STATED TASK:
Turn the lines that begin at the one containing "Target: shadow on wall" and stop after the one containing "237], [277, 298]]]" into a JSON list of strings. Use one string per line and leave out blank lines.

DATA SECTION:
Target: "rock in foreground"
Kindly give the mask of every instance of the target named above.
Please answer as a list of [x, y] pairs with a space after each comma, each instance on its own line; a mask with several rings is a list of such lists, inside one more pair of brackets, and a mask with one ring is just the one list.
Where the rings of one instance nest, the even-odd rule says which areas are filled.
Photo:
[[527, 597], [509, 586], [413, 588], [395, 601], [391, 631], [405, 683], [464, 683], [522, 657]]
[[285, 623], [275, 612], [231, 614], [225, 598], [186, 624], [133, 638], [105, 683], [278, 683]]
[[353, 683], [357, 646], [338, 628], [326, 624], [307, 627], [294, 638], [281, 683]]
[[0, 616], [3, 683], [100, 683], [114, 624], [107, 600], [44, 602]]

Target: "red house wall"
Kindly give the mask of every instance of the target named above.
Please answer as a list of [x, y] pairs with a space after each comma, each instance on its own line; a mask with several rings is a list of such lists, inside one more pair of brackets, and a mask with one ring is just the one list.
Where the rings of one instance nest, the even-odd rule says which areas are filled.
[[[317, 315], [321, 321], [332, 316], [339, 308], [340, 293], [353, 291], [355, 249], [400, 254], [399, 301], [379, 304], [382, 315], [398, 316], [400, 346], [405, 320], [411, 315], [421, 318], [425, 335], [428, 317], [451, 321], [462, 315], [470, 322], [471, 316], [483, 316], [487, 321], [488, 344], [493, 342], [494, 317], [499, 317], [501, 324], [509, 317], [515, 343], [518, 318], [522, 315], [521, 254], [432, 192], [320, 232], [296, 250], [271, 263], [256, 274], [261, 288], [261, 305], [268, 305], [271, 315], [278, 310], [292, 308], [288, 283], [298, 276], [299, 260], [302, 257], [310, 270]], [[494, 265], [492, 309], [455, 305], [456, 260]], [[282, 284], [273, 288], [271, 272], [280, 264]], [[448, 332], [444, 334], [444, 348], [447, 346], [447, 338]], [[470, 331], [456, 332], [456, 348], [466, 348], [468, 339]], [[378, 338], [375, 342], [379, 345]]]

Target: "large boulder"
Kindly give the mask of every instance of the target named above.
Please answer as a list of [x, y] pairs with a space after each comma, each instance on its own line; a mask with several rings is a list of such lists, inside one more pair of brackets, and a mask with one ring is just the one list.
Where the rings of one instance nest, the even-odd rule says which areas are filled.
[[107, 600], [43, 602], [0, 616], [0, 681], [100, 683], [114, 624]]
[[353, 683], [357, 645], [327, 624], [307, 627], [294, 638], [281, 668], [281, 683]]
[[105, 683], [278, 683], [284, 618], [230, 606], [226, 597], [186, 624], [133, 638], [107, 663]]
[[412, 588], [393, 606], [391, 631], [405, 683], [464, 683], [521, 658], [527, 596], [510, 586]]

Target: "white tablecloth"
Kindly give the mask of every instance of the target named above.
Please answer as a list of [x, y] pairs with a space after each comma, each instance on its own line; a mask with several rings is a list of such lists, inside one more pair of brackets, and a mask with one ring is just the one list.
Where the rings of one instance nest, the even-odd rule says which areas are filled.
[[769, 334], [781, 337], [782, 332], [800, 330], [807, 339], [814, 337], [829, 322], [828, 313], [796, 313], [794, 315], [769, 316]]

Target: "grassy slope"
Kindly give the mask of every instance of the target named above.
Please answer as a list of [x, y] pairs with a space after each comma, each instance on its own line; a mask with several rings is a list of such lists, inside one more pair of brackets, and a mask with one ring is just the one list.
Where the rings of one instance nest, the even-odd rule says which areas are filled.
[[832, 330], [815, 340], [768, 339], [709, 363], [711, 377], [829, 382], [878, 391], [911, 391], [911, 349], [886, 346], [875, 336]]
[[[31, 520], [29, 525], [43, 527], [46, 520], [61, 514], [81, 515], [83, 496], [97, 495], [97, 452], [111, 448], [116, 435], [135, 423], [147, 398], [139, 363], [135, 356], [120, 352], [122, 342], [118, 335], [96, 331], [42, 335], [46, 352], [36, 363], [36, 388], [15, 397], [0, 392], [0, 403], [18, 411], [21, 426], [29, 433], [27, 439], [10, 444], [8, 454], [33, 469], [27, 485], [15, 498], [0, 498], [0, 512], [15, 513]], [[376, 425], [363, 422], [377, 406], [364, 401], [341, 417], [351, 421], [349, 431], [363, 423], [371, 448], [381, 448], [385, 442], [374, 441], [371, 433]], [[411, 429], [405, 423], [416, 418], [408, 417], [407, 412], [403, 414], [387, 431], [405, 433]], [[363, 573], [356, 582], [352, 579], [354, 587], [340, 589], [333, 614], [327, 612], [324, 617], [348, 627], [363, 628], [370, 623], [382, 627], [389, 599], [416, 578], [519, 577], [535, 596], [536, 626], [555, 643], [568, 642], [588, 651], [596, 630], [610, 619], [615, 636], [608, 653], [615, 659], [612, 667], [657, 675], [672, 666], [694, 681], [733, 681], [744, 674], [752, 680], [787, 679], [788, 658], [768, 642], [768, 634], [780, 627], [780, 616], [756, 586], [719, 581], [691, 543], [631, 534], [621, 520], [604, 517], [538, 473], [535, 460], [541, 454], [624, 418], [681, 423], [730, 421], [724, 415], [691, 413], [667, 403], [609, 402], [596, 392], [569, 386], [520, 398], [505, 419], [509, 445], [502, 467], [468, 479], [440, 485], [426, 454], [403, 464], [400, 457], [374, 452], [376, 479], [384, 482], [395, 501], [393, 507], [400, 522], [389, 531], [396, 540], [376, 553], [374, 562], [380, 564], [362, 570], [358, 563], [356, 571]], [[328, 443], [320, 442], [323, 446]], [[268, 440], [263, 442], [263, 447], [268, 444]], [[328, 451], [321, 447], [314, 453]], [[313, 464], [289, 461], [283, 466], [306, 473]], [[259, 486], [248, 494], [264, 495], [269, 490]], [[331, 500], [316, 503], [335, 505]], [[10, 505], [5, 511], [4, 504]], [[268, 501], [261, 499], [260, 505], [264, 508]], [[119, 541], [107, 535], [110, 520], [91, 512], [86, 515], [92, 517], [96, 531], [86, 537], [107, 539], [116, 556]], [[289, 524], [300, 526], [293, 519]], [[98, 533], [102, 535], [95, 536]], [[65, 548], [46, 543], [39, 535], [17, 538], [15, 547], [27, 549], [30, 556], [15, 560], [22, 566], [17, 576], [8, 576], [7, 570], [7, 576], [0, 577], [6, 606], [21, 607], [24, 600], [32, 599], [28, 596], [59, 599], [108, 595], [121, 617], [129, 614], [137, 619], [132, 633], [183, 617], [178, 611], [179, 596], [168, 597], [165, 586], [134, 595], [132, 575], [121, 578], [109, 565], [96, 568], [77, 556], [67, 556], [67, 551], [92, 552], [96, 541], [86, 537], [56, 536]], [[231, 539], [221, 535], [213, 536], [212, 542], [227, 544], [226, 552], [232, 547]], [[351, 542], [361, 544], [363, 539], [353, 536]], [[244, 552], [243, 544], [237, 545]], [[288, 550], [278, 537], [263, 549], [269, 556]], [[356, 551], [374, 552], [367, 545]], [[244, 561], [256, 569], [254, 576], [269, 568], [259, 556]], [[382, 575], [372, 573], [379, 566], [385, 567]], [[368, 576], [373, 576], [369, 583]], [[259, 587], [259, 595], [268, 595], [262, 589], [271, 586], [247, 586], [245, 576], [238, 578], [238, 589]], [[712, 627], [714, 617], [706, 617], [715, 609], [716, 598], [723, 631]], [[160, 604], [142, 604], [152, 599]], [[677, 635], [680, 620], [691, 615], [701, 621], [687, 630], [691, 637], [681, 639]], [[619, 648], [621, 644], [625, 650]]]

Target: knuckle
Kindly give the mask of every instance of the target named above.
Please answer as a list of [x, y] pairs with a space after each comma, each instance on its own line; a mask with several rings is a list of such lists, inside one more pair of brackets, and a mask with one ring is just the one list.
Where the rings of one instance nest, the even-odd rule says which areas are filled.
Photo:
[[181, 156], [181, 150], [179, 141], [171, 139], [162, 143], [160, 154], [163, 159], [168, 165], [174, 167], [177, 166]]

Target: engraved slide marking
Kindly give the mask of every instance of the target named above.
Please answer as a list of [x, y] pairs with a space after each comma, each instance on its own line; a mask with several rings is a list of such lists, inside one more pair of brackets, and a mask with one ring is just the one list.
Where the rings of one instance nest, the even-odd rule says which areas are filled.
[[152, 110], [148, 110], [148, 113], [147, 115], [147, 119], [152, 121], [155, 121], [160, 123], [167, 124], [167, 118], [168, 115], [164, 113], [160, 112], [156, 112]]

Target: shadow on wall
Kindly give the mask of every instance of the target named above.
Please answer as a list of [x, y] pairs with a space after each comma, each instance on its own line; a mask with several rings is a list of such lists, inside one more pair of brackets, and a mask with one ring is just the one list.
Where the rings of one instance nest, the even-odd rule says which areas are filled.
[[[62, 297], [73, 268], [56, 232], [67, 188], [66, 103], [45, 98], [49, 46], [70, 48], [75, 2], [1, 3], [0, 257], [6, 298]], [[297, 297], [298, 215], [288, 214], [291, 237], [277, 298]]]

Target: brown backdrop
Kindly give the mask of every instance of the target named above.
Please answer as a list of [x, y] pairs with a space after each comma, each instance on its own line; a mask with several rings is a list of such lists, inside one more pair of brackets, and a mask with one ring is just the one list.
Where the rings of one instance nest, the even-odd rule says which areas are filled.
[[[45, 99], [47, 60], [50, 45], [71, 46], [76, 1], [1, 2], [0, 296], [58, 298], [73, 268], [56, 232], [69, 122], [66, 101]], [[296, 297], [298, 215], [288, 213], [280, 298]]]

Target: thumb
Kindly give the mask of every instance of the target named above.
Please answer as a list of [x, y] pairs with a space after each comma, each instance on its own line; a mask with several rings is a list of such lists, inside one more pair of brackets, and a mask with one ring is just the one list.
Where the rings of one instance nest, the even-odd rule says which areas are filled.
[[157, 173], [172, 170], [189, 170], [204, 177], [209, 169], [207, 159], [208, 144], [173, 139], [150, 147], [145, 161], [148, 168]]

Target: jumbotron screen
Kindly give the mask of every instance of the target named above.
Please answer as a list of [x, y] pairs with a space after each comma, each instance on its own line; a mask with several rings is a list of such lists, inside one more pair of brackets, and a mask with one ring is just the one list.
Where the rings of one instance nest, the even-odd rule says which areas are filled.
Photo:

RESPONSE TO THE TASK:
[
  "Target: shadow on wall",
  "Kindly give the mask of every instance of the target named above.",
  "Please answer as a list of [x, y] pairs with a space after each comma, each instance on its own line; a mask with several rings is a list of such lists, inside one more pair of brackets, and a mask with one ring is just the one list.",
  "Where the rings of one instance nest, the even-odd rule says which areas are filled.",
  "[[[62, 297], [73, 268], [56, 232], [67, 188], [66, 103], [45, 98], [49, 46], [70, 48], [75, 2], [1, 3], [0, 257], [6, 298]], [[297, 297], [298, 215], [288, 214], [291, 237], [277, 298]]]"
]